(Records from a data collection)
============================================================
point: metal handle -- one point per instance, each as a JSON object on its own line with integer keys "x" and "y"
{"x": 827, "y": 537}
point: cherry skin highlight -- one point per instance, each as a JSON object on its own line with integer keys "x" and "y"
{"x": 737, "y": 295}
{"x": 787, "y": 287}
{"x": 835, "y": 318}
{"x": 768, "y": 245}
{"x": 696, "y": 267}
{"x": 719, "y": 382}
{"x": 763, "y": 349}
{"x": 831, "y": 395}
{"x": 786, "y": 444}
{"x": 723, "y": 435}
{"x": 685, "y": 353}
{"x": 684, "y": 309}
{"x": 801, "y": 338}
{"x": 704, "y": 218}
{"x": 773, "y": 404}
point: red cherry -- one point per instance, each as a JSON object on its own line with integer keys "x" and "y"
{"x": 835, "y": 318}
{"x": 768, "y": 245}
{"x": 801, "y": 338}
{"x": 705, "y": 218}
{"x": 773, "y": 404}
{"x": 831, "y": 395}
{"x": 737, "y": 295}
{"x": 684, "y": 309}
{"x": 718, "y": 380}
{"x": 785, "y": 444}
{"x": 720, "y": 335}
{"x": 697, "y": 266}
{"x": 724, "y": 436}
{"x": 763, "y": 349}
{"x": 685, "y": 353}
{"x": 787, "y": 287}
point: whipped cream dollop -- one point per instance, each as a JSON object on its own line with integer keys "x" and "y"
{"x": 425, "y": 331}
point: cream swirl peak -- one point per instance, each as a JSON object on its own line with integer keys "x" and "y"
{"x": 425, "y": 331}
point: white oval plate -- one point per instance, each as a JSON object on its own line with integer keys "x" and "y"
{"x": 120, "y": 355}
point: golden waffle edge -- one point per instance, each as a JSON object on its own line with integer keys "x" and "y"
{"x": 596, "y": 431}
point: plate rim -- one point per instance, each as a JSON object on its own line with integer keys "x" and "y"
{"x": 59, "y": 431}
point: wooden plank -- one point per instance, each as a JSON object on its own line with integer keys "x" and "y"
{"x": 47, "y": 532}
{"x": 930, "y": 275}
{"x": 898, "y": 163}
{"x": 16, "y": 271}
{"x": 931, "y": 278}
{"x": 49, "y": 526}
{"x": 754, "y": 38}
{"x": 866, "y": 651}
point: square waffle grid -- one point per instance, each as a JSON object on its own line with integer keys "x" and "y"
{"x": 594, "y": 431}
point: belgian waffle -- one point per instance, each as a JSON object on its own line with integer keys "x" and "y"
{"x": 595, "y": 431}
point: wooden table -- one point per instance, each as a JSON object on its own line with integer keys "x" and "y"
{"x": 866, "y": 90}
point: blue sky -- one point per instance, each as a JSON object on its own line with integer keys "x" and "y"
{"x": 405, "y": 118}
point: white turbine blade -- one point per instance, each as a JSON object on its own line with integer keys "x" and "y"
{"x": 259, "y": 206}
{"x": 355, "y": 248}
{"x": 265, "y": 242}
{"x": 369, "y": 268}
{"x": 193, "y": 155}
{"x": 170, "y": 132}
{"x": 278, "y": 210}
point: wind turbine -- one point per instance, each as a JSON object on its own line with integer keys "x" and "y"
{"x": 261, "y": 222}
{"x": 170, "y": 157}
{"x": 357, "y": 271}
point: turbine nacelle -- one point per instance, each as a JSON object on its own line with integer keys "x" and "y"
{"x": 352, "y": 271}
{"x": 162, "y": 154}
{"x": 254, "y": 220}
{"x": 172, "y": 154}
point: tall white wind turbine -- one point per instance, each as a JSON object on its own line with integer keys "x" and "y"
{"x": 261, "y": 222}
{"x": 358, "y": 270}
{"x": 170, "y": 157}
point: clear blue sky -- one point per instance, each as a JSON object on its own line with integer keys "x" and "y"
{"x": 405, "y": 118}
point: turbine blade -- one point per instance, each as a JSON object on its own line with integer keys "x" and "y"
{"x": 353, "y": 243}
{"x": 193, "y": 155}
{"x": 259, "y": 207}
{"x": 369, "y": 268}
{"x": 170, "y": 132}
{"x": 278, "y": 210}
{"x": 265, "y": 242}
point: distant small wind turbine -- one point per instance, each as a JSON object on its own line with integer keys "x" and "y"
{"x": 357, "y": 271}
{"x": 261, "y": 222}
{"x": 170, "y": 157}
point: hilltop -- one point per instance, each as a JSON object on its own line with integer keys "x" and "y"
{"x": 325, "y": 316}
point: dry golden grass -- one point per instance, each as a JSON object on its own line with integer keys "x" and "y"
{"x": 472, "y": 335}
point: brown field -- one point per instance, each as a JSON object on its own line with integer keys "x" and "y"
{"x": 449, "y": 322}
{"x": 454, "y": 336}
============================================================
Copy out the records once more, with nothing altered.

point: metal handle -- one point per instance, each as a JSON object on its own line with integer keys "x" and "y"
{"x": 827, "y": 537}
point: cherry skin highlight -- one point per instance, each as a JSON object on its own line with integer keys "x" and "y"
{"x": 737, "y": 295}
{"x": 787, "y": 287}
{"x": 835, "y": 318}
{"x": 768, "y": 245}
{"x": 696, "y": 267}
{"x": 719, "y": 382}
{"x": 763, "y": 349}
{"x": 831, "y": 395}
{"x": 786, "y": 444}
{"x": 723, "y": 435}
{"x": 685, "y": 353}
{"x": 684, "y": 309}
{"x": 801, "y": 338}
{"x": 704, "y": 218}
{"x": 773, "y": 404}
point: red cherry -- one point per instance, each as a JSON object on its own line with integer keys "x" and "y"
{"x": 835, "y": 318}
{"x": 768, "y": 245}
{"x": 801, "y": 338}
{"x": 705, "y": 218}
{"x": 773, "y": 404}
{"x": 831, "y": 395}
{"x": 737, "y": 295}
{"x": 684, "y": 309}
{"x": 718, "y": 380}
{"x": 785, "y": 444}
{"x": 720, "y": 335}
{"x": 697, "y": 266}
{"x": 724, "y": 436}
{"x": 763, "y": 349}
{"x": 685, "y": 353}
{"x": 787, "y": 287}
point: whipped cream dollop -- one point per instance, each as a JSON object on its own line with integer keys "x" and "y"
{"x": 425, "y": 331}
point: cream swirl peak -- one point per instance, each as a JSON object on its own line with integer keys "x" and "y"
{"x": 425, "y": 331}
point: white oval plate -- one point per instance, each as a JSON object on its own line with integer keys "x" and "y"
{"x": 120, "y": 355}
point: golden waffle edge -- one point per instance, each as a JSON object on its own line with integer keys "x" and "y"
{"x": 596, "y": 431}
point: plate rim -- one point per instance, each as a JSON object on its own line with integer keys "x" and "y"
{"x": 59, "y": 431}
point: wooden plank -- one point per instance, each as a JSON object on its own line with integer keys "x" and "y"
{"x": 47, "y": 532}
{"x": 930, "y": 275}
{"x": 898, "y": 163}
{"x": 16, "y": 271}
{"x": 931, "y": 278}
{"x": 49, "y": 526}
{"x": 754, "y": 38}
{"x": 866, "y": 651}
point: square waffle grid -- one point per instance, each as a JSON object on its own line with integer keys "x" and "y"
{"x": 594, "y": 431}
point: belgian waffle -- one point per instance, each as a JSON object on its own line with integer keys "x" and "y"
{"x": 595, "y": 431}
point: wooden table -- one point per instance, each as a JSON object on its own line with integer keys "x" and "y"
{"x": 866, "y": 90}
point: blue sky -- one point per instance, each as a JSON object on its own line with integer keys "x" and "y"
{"x": 405, "y": 118}
point: white turbine blade -- one point per instance, each as a JSON object on its own line with integer keys "x" and "y"
{"x": 259, "y": 206}
{"x": 355, "y": 248}
{"x": 265, "y": 242}
{"x": 369, "y": 268}
{"x": 193, "y": 155}
{"x": 170, "y": 132}
{"x": 278, "y": 210}
point: wind turbine -- one point per instance, each as a JSON object on its own line with integer keys "x" and "y"
{"x": 261, "y": 222}
{"x": 170, "y": 157}
{"x": 357, "y": 271}
point: turbine nacelle -- one point per instance, each as a JSON object on its own line with integer keys "x" and "y"
{"x": 352, "y": 271}
{"x": 162, "y": 154}
{"x": 254, "y": 220}
{"x": 172, "y": 154}
point: tall white wind turbine -- one point per instance, each as a JSON object on its own line with integer keys "x" and "y"
{"x": 261, "y": 222}
{"x": 358, "y": 270}
{"x": 170, "y": 157}
point: clear blue sky -- one point per instance, each as a JSON object on its own line with integer keys "x" and "y"
{"x": 405, "y": 118}
point: turbine blade -- one point per instance, each as a JSON object on its own line with integer keys "x" and "y"
{"x": 353, "y": 243}
{"x": 193, "y": 155}
{"x": 259, "y": 207}
{"x": 369, "y": 268}
{"x": 170, "y": 132}
{"x": 278, "y": 210}
{"x": 265, "y": 242}
point: distant small wind turbine -- one point per instance, each as a JSON object on its own line with integer keys "x" and "y"
{"x": 357, "y": 271}
{"x": 261, "y": 222}
{"x": 170, "y": 157}
point: hilltop -- one point per instance, each as a JSON object on its own line with integer keys "x" and "y"
{"x": 325, "y": 316}
point: dry golden grass -- one point per instance, each as a JSON object on its own line with integer keys "x" and "y"
{"x": 472, "y": 335}
point: brown field -- one point per instance, each as a JSON object on its own line with integer keys "x" and "y"
{"x": 449, "y": 322}
{"x": 454, "y": 336}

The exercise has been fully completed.